SELECTED TEXT »

Distrust runs deeper than Americans realize. Russians see America's push for a missile-defense shield in Europe--designed to counter Iran--as a way to neutralize Russia's power. When Ambassador Michael McFaul, a Russia scholar, arrived in Moscow, he met with opposition groups as part of a "dual-track engagement" policy. In response, state media released a YouTube video of dissident leaders arriving at the embassy titled "Receiving instructions from the U.S. Embassy."

Partly that's because distrust resonates politically for Putin, a former head of the KGB. "It's a useful tool to kind of manage [and] promote the status quo," says Andrew Kuchins, director of the Russia and Eurasia program at the Center for Strategic and International Studies. "With the United States, he's really playing identity politics. He is doing it to score political points." The anti-American sentiment today isn't just a legacy of the Cold War; state-owned media have nurtured it carefully. One of my Russian counterparts, in an essay about her exchange experience, argued that an American would have trouble convincing a Russian that the State Department isn't trying to foment an anti-Putin revolution.

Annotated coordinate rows
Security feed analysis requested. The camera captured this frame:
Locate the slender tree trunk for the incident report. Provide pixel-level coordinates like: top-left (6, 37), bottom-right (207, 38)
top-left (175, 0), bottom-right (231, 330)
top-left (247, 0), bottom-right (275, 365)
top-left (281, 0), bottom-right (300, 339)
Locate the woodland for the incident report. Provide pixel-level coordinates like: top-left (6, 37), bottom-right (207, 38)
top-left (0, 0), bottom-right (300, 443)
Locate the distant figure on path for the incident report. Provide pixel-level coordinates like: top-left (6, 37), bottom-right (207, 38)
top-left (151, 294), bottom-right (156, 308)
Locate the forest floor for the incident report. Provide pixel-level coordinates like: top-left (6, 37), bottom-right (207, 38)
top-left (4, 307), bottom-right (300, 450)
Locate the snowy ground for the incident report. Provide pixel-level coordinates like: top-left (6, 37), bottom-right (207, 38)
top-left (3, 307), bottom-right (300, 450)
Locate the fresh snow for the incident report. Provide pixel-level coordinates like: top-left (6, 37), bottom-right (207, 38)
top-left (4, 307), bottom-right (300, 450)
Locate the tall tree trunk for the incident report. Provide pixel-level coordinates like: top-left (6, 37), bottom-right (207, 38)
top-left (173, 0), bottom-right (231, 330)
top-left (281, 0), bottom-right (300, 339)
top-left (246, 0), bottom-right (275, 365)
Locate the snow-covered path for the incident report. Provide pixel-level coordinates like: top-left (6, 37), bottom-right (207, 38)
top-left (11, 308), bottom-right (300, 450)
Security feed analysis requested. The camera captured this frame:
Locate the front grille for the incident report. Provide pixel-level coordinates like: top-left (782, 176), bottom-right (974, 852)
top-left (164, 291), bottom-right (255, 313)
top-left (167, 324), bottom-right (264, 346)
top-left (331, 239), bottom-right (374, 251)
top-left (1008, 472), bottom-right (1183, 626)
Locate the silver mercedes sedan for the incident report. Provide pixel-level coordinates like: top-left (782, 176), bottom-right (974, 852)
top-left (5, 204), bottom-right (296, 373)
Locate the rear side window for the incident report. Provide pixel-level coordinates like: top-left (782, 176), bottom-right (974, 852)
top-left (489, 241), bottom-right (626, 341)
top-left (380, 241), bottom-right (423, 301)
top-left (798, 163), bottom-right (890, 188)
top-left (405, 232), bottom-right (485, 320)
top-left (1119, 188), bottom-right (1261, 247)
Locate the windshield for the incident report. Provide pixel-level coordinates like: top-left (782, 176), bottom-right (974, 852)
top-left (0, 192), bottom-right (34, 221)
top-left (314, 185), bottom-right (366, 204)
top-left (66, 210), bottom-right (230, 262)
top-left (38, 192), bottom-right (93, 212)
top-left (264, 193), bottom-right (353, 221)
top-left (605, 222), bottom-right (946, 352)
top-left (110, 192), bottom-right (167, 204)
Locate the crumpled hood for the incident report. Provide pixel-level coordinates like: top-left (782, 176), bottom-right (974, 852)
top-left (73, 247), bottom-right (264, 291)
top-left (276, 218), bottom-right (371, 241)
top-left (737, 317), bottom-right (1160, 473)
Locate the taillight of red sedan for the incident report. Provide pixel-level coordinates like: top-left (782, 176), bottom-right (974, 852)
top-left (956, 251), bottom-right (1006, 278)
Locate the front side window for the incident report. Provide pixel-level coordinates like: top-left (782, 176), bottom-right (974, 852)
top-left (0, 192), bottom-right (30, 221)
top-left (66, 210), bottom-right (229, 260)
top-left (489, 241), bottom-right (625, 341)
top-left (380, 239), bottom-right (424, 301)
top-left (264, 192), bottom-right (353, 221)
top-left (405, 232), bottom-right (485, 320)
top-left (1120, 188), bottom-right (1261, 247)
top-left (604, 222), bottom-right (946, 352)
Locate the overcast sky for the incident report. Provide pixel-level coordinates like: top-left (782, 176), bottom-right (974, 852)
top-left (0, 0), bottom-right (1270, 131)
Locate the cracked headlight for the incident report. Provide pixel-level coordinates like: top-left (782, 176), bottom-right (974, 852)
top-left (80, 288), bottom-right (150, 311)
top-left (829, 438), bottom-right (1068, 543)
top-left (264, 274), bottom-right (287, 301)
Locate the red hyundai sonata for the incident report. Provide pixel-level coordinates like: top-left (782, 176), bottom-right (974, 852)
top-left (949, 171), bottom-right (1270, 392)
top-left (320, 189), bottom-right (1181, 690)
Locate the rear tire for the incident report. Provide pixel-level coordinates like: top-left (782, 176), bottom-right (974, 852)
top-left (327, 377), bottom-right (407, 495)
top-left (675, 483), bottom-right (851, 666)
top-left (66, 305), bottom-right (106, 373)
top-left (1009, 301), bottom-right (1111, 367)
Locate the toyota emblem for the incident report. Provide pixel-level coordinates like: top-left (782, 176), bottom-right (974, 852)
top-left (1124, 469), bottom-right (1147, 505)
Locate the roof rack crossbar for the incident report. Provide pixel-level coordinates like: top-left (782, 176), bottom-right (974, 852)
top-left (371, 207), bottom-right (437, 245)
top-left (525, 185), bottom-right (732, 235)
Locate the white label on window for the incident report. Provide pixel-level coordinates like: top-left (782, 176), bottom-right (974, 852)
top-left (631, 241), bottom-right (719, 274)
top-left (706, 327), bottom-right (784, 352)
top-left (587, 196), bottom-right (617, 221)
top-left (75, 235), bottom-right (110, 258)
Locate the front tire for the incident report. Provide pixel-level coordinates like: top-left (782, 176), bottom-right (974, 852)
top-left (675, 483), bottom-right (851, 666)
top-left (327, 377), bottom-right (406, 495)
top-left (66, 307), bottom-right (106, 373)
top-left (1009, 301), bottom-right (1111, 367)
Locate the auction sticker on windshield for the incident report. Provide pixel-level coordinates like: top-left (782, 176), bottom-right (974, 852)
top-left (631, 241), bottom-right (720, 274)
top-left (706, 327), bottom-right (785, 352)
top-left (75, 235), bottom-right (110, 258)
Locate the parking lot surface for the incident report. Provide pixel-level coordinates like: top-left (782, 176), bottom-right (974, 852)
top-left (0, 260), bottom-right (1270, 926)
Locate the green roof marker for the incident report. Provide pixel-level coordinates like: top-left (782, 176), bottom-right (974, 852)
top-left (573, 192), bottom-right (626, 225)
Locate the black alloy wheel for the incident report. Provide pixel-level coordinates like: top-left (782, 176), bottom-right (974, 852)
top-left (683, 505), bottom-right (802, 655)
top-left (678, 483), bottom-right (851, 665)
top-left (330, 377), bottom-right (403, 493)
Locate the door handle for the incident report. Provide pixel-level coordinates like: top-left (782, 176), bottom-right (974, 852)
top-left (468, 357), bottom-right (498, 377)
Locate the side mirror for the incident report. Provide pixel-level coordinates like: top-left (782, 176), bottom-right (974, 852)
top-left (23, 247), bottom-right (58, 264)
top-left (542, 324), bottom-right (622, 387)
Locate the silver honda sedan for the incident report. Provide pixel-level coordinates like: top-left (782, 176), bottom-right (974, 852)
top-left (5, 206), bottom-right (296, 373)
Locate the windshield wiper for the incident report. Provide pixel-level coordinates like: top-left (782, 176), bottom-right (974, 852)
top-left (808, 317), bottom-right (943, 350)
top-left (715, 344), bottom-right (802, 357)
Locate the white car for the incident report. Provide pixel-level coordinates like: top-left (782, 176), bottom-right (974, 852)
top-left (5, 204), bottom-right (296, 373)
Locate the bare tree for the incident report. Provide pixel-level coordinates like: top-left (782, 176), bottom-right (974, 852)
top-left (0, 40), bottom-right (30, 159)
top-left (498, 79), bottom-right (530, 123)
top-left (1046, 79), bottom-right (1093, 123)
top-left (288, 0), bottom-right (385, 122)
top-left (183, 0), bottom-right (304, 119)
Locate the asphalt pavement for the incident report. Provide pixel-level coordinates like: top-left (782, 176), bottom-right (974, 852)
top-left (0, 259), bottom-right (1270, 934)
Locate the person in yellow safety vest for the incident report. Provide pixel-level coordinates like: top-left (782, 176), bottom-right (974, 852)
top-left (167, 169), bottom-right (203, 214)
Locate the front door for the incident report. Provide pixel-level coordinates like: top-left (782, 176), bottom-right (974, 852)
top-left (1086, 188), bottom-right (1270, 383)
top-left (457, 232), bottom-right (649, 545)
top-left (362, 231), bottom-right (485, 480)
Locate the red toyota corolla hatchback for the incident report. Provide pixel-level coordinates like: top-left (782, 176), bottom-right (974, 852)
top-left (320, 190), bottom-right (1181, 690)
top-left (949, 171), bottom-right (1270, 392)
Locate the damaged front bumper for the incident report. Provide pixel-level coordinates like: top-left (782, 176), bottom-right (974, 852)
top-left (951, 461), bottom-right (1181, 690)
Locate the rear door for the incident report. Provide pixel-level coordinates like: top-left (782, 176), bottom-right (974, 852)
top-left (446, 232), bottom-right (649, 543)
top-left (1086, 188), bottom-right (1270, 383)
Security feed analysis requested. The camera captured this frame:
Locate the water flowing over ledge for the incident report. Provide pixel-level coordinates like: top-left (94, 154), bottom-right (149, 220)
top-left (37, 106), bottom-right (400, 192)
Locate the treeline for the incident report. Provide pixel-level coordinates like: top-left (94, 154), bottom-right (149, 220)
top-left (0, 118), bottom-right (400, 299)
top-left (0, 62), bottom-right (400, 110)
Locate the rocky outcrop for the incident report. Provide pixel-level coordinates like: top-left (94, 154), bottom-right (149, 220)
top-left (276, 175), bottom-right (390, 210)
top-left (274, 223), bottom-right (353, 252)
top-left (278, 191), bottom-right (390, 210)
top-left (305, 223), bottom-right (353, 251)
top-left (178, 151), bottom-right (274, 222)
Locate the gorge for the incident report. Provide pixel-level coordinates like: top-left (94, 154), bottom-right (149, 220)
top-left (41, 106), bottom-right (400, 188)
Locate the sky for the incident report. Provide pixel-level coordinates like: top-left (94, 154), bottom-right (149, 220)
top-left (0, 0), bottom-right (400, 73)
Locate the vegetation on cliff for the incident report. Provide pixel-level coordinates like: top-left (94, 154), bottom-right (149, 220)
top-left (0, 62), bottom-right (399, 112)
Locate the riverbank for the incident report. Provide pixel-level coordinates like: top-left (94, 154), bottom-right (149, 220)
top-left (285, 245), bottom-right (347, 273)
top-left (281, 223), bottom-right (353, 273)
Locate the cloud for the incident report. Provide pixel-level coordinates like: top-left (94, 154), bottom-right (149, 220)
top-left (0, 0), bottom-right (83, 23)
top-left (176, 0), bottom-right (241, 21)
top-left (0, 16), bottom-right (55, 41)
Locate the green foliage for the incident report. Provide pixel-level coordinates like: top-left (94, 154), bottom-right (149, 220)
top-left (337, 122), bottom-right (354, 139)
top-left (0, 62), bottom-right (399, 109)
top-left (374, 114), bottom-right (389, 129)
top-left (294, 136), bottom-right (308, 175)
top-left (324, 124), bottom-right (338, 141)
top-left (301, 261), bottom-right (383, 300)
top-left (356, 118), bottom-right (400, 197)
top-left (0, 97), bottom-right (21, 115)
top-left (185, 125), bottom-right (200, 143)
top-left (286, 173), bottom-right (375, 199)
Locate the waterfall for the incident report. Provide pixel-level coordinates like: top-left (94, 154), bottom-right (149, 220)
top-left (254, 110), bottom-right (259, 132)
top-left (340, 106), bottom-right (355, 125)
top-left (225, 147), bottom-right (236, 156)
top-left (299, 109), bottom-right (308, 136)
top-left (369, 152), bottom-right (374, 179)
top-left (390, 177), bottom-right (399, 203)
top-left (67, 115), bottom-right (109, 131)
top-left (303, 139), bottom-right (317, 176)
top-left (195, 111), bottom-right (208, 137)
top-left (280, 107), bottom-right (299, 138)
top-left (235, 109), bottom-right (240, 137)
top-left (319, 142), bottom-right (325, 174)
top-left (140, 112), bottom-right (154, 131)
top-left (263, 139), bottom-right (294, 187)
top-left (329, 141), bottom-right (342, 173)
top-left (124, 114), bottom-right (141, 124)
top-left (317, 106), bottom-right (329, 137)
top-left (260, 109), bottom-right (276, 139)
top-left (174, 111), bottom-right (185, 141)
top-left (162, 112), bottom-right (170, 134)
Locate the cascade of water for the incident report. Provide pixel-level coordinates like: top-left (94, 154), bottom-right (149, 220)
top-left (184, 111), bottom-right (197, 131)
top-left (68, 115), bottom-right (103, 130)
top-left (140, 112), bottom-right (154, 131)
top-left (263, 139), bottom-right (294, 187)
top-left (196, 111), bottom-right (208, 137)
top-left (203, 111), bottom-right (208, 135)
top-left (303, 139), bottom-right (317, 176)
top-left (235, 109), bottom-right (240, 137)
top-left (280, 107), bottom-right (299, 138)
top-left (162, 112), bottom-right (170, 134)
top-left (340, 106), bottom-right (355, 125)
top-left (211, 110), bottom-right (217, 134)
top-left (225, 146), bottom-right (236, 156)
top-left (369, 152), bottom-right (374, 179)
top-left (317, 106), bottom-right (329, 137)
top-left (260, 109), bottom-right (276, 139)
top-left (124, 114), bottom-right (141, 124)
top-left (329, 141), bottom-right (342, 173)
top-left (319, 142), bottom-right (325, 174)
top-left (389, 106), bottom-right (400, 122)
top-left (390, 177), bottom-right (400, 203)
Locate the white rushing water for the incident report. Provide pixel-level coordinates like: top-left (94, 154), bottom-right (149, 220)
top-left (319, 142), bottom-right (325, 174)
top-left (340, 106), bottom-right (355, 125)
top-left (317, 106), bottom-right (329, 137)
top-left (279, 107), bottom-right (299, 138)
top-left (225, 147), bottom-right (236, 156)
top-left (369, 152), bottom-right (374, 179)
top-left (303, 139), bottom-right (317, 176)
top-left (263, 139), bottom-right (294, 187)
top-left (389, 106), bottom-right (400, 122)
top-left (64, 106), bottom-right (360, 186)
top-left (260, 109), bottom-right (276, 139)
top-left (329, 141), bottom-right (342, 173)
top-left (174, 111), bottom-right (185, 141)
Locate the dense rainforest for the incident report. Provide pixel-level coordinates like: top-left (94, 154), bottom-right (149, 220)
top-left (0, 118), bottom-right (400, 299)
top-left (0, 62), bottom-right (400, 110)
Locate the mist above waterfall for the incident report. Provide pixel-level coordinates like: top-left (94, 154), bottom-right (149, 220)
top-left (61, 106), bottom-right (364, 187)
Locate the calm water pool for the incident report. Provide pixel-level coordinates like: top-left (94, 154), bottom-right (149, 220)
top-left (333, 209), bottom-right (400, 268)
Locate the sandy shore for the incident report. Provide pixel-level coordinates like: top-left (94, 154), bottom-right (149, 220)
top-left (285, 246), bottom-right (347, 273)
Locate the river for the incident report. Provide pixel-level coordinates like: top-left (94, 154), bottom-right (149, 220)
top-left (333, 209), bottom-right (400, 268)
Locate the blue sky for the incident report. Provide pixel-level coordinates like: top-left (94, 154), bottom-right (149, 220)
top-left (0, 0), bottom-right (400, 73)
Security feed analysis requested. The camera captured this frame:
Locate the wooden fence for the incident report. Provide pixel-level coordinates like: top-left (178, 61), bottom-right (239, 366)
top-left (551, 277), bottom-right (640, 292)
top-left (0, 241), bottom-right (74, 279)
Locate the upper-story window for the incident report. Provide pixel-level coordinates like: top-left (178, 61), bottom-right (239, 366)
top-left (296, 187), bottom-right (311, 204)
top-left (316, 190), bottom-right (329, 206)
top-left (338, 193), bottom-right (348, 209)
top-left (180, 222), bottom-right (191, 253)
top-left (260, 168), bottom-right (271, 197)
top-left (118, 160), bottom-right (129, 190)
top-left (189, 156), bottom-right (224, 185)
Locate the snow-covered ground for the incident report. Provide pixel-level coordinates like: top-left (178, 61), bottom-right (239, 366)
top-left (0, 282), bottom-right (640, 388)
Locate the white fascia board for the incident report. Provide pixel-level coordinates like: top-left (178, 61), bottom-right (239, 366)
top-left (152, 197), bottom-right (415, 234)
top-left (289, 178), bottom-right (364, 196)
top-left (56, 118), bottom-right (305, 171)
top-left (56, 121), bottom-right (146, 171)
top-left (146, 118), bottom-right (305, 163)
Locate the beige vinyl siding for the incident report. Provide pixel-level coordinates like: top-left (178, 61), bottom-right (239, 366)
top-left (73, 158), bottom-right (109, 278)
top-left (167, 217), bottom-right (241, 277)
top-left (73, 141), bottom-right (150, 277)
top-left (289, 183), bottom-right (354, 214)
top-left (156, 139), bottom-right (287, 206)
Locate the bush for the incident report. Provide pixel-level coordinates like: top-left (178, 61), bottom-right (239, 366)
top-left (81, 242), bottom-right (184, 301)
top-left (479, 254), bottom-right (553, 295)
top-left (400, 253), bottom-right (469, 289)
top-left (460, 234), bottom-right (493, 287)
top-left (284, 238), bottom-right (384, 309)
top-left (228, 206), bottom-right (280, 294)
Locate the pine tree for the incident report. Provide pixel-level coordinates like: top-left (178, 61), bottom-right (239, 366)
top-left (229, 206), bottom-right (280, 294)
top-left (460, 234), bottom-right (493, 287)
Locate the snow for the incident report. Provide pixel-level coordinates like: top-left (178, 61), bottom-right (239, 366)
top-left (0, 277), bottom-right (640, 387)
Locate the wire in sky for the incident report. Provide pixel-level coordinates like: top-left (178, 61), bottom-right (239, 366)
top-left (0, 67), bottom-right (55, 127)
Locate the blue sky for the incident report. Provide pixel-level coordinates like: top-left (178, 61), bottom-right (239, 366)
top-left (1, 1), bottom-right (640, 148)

PROBLEM SET »
**1.** Which people does the passage on Russian distrust of America name? List them all.
**2.** Put the annotated coordinate rows, starting at the line containing "Locate the woodland" and ending at the line containing "top-left (0, 0), bottom-right (300, 443)", into a two-column CSV with columns input and output. Give one line per item, with its text under input and its answer under output, each in one quoted field with line breaks turned into spaces.
The rows and the passage on Russian distrust of America are unrelated material.

SOLUTIONS FOR EACH TASK »
**1.** Michael McFaul, Putin, Andrew Kuchins

**2.**
input,output
"Locate the woodland for the incident report. Provide pixel-level coordinates like: top-left (6, 37), bottom-right (207, 38)","top-left (0, 0), bottom-right (300, 443)"